- Referring expression pointing data:
BEGIN
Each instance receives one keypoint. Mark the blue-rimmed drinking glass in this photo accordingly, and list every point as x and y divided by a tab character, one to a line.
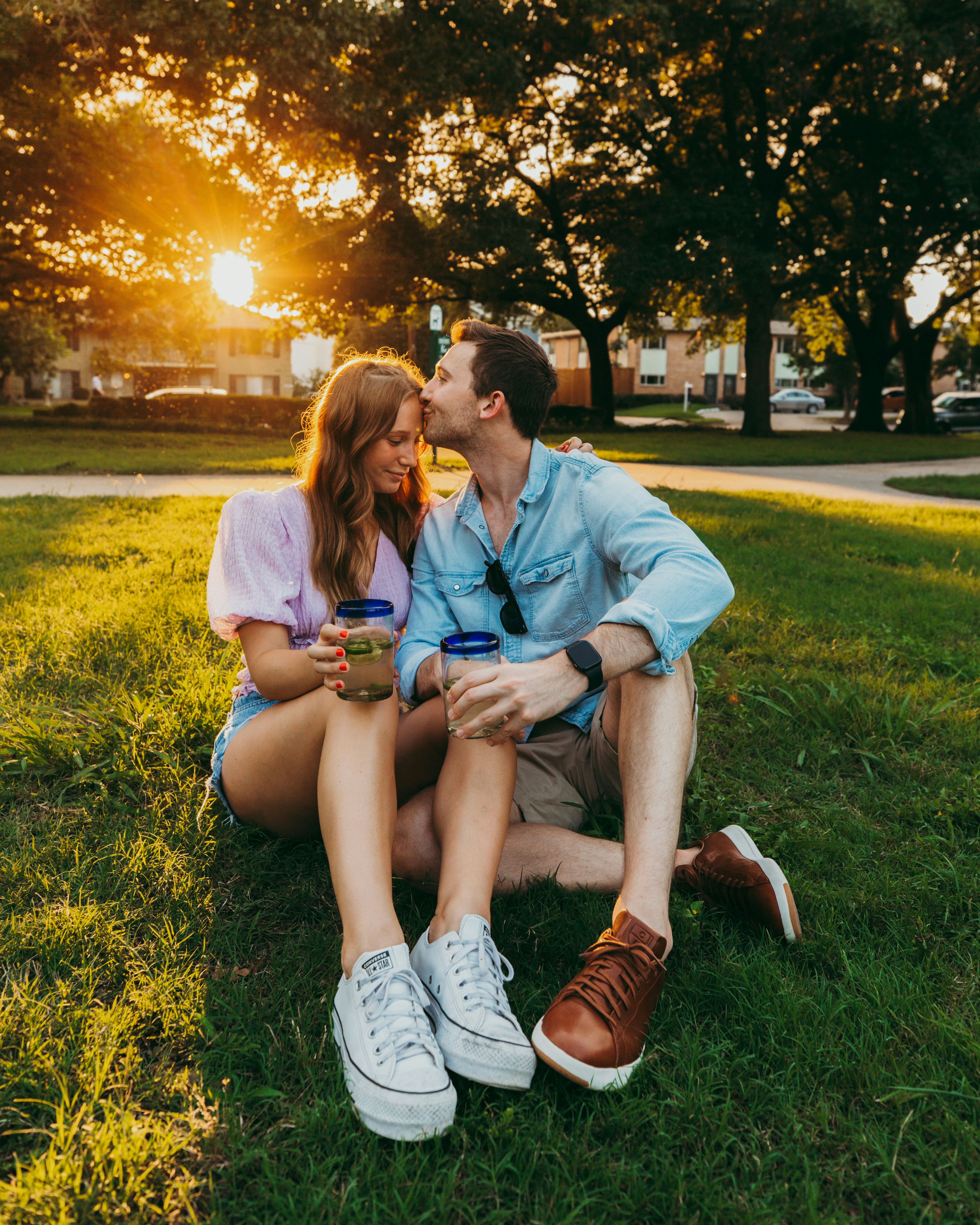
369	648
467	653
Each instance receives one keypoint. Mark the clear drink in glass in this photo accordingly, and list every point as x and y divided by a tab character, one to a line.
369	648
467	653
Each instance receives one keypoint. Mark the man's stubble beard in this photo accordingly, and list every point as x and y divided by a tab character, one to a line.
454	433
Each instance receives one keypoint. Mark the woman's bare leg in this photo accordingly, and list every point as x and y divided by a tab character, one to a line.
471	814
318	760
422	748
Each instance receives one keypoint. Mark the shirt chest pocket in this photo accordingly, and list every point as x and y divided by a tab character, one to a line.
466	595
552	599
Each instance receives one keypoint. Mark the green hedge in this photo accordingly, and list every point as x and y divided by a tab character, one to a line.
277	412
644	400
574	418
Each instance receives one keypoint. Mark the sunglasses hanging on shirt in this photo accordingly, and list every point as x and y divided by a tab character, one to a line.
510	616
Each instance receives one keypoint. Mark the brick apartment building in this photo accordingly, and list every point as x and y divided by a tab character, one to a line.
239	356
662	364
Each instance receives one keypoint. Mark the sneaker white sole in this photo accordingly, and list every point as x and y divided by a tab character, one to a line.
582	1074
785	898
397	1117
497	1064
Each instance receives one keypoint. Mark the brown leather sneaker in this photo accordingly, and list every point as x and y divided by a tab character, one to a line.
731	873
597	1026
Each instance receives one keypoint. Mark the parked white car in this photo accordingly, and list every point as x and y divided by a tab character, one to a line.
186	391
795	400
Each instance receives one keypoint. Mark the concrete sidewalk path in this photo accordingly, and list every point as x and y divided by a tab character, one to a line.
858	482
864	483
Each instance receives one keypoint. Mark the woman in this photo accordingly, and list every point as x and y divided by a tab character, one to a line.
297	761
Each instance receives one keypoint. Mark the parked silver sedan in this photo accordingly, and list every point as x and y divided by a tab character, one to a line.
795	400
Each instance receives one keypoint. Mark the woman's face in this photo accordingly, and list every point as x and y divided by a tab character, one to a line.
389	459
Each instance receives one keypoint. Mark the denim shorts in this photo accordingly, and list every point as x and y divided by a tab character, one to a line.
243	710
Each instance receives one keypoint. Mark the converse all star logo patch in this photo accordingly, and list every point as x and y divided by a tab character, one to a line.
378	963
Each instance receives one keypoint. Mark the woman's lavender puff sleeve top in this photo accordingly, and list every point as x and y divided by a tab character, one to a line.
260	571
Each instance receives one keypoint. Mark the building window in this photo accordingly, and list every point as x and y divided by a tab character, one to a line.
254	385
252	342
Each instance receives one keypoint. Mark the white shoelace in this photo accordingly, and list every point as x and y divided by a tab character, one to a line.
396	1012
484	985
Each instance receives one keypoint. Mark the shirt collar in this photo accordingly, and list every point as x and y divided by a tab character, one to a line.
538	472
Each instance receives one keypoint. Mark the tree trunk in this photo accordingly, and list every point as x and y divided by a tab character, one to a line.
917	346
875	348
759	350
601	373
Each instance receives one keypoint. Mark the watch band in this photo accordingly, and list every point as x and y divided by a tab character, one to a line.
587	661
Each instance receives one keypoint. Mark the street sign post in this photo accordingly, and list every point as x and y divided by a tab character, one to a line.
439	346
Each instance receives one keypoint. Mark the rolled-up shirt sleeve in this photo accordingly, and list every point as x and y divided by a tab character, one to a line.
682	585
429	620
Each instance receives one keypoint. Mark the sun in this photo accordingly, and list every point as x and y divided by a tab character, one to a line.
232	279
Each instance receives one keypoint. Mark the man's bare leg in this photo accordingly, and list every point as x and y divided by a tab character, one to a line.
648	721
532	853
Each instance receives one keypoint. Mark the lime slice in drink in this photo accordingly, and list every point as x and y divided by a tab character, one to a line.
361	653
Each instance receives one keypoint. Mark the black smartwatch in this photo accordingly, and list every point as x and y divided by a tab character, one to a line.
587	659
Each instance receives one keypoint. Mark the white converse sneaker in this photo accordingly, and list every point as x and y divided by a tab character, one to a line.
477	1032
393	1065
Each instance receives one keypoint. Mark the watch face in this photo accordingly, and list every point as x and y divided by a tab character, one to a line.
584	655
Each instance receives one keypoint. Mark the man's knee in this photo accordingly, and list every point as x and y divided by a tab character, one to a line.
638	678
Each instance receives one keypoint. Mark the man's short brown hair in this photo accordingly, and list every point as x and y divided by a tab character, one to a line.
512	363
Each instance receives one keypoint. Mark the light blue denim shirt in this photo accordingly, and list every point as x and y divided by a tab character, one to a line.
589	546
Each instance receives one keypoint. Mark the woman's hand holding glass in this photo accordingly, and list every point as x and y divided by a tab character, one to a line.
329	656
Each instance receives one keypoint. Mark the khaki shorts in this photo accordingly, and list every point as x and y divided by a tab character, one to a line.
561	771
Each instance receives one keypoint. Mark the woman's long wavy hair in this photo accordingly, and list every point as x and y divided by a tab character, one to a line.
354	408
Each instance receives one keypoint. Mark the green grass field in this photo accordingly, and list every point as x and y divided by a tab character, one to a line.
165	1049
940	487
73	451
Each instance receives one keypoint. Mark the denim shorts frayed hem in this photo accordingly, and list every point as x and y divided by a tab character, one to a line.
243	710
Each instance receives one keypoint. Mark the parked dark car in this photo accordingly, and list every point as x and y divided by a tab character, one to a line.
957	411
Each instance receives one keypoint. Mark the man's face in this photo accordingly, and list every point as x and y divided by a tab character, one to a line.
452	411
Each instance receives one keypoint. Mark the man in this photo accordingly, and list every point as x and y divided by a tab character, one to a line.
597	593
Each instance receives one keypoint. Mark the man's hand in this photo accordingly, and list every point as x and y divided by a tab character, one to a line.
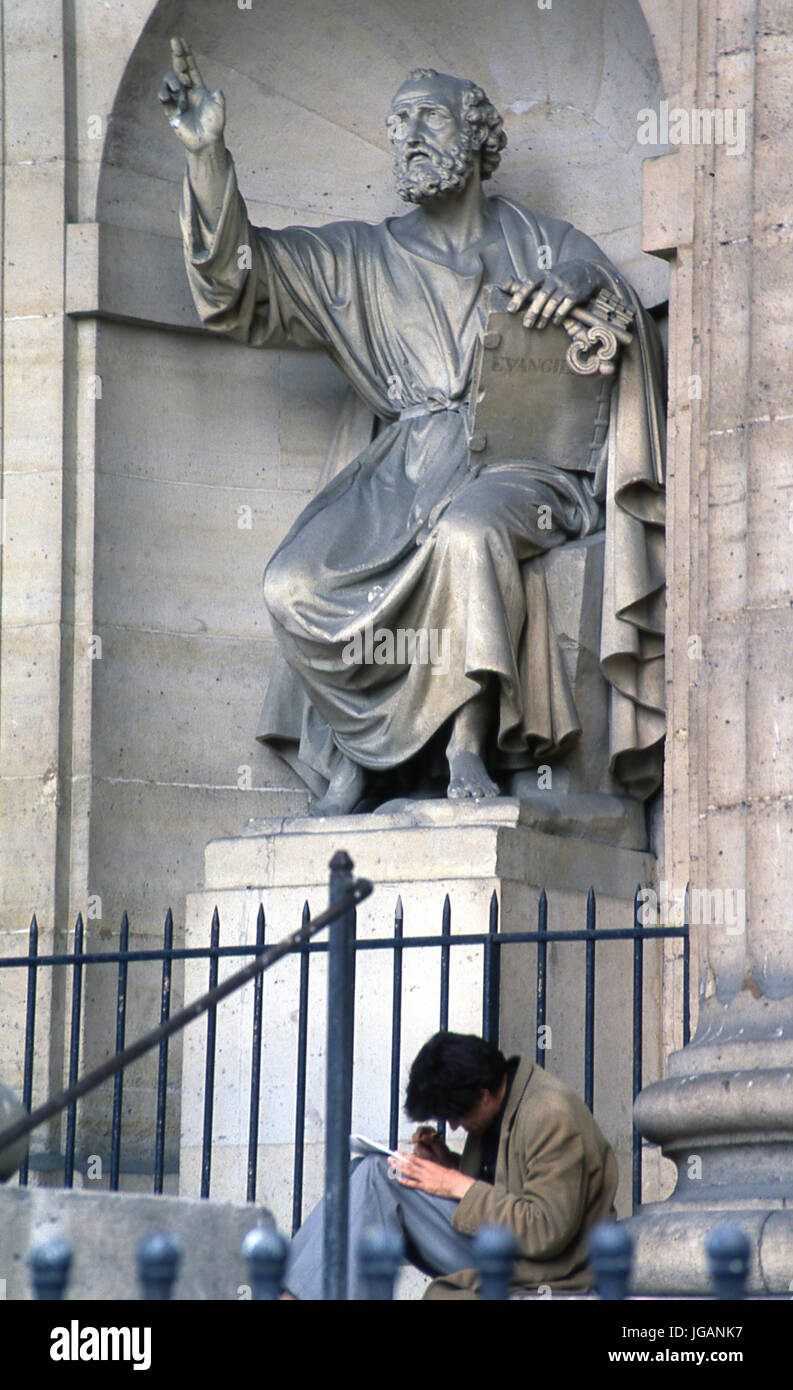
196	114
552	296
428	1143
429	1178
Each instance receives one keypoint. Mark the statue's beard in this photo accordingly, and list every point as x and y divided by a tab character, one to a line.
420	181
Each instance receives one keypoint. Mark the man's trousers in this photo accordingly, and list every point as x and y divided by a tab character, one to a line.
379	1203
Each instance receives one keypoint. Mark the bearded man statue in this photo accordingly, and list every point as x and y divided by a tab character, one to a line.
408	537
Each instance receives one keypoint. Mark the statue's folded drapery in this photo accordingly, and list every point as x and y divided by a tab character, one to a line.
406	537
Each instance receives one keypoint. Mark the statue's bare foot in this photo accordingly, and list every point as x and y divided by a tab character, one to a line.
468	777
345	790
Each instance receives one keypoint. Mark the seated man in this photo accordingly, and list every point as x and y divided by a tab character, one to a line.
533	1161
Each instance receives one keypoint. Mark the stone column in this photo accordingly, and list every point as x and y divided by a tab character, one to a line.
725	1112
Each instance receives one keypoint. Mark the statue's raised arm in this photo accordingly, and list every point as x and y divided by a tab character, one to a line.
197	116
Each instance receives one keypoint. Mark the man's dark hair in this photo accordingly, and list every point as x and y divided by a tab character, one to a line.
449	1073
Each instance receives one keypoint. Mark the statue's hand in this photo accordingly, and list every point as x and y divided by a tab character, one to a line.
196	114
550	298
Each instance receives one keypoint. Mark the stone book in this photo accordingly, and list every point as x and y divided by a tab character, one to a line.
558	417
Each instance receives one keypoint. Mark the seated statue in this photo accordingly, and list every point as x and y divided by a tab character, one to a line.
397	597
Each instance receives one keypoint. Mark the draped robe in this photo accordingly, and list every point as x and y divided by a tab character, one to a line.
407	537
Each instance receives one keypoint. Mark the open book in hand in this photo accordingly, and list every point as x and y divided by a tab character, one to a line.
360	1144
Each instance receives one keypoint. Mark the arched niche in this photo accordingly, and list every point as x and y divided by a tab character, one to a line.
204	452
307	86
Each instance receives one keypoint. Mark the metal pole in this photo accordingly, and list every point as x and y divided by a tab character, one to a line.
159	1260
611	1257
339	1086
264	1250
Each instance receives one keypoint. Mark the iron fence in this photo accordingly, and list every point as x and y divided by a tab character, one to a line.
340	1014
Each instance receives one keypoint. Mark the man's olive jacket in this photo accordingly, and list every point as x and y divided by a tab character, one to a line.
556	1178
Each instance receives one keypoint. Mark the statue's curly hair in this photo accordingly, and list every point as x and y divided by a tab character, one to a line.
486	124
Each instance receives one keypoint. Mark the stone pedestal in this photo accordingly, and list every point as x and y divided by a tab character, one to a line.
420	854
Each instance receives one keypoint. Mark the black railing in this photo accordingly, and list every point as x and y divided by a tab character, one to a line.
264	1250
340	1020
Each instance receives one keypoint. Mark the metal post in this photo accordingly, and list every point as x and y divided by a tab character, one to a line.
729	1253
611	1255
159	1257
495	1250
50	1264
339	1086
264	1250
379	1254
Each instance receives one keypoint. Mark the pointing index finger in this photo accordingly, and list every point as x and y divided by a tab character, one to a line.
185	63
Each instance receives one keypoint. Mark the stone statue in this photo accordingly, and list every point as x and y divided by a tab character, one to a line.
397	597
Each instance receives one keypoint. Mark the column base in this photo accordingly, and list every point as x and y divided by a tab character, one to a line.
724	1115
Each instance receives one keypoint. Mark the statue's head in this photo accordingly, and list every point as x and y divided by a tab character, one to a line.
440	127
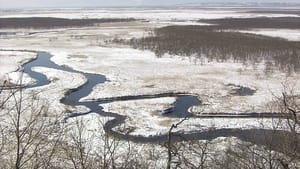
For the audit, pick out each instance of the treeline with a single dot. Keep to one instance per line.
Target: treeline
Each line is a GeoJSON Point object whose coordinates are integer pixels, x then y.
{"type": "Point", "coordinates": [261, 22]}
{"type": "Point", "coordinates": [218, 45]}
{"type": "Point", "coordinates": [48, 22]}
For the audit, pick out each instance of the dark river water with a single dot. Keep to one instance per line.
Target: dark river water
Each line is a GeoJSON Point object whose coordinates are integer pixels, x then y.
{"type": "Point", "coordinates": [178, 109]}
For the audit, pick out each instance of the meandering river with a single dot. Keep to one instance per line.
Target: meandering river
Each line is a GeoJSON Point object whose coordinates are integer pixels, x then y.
END
- Description of the task:
Above are the entries; copy out every line among them that contains the word "Keep".

- Exercise solution:
For the audit, pick out each instance of the treeline with a single dot. Keep to one instance per line.
For the audit, pick out each instance of the dark river water with a single dot. Keep to one instance per line.
For the audit, pick out each instance of the meandering river with a single dot. Keep to one instance per line.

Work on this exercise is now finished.